— WORK REQUEST —
Look through the data that follows and copy each line with the string "dark".

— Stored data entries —

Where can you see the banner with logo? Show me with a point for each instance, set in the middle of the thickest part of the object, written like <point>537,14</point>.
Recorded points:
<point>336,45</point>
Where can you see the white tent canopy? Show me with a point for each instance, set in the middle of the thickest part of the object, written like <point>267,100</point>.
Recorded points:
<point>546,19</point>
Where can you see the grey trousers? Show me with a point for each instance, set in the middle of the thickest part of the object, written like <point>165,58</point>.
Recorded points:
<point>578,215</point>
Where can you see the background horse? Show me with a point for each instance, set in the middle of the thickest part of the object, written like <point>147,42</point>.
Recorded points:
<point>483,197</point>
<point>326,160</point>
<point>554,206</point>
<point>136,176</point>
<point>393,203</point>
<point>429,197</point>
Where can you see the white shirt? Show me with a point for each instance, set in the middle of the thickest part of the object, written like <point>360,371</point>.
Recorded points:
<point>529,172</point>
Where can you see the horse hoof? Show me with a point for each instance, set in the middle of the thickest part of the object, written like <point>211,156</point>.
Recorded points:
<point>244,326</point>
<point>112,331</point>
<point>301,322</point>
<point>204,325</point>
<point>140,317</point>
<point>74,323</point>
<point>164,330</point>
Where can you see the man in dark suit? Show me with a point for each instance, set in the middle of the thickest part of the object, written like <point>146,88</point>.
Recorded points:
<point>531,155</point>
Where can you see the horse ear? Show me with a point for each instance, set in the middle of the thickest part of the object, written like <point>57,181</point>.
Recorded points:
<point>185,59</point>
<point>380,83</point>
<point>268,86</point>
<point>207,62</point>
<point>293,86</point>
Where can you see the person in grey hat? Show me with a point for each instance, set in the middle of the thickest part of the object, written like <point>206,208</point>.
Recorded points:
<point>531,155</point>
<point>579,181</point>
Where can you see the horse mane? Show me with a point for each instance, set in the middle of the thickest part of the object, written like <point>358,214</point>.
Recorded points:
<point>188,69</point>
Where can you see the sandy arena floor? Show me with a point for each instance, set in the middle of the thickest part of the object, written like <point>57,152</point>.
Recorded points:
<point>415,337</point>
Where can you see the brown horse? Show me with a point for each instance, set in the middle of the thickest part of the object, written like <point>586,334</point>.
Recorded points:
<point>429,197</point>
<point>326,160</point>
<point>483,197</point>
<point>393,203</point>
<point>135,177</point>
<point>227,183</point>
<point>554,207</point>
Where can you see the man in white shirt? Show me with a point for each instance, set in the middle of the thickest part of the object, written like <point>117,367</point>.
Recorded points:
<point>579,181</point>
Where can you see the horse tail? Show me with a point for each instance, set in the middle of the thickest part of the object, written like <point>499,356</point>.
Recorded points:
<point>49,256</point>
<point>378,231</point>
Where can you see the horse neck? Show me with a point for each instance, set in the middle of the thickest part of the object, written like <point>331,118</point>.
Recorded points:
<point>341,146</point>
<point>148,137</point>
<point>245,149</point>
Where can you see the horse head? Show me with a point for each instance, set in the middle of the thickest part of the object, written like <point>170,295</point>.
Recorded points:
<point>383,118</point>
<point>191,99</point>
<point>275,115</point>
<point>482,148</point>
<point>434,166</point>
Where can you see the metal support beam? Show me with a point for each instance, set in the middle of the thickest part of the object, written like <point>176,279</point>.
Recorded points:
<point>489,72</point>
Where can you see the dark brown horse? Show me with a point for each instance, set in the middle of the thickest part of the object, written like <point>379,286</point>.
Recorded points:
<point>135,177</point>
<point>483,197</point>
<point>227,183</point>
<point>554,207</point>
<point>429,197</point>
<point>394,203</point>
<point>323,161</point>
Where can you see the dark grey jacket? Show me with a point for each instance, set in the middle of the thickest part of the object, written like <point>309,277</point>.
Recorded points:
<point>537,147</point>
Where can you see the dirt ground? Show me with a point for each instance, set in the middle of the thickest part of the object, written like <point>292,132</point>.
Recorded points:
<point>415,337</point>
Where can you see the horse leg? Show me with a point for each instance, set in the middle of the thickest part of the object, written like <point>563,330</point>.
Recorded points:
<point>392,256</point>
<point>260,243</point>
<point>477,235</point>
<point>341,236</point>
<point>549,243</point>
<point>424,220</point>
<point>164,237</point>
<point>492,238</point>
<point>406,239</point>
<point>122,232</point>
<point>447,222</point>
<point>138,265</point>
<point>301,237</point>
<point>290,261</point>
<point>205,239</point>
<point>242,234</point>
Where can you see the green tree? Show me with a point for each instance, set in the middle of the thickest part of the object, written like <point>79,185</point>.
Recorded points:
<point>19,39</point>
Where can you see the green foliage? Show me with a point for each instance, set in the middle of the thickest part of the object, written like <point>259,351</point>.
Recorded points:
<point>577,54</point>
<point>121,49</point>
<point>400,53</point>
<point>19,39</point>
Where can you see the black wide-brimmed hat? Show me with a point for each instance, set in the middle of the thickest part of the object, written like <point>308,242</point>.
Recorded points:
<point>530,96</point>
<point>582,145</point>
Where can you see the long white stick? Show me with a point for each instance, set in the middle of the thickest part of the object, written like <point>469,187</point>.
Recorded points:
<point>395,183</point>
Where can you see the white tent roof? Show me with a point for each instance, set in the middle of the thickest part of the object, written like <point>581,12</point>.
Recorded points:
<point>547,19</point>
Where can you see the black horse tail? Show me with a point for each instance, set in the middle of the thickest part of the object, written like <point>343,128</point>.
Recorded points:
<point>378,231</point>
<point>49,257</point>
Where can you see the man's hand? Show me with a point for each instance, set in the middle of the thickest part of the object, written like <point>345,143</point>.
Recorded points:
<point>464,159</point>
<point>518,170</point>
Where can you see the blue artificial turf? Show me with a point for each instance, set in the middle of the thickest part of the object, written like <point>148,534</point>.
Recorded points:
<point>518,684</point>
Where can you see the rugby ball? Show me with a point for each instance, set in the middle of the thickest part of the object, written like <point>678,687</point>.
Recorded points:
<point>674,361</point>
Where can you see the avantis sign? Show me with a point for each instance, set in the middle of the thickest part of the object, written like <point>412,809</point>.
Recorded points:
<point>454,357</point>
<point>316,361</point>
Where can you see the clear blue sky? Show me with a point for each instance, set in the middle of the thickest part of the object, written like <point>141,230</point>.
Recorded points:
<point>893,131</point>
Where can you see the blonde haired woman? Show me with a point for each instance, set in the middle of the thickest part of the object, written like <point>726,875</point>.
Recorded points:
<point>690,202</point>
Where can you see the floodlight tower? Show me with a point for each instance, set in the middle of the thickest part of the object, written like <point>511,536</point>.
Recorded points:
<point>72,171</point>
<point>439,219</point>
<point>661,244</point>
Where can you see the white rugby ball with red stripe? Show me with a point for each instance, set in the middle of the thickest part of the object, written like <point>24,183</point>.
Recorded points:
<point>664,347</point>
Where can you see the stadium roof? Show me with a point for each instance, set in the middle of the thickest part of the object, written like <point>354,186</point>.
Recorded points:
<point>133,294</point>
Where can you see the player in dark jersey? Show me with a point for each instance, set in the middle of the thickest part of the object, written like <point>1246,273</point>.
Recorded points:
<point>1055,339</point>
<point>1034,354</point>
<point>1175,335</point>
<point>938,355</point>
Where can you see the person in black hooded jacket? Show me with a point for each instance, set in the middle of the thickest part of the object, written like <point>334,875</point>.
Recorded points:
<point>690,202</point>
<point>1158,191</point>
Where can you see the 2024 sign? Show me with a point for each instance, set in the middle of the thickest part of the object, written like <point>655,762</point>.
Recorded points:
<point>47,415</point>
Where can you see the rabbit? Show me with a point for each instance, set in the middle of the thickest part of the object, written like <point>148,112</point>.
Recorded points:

— ANSWER SECTION —
Where can you see the man in dark suit? Show me with a point for each instance, set in the middle of the thickest part of the object, written like <point>146,88</point>.
Where can you see the dark brown horse? Show me with a point for each instance, set in the middle of the thickest part of the object, written like <point>379,286</point>.
Where can you see the dark grey jacket? Show me with a point for each instance, set in the middle of the thickest part of the object, written like <point>309,277</point>.
Where can you see the player in dark jersey? Show me with a point for each instance, set in the middle of the thickest part of the object, written like <point>1246,273</point>.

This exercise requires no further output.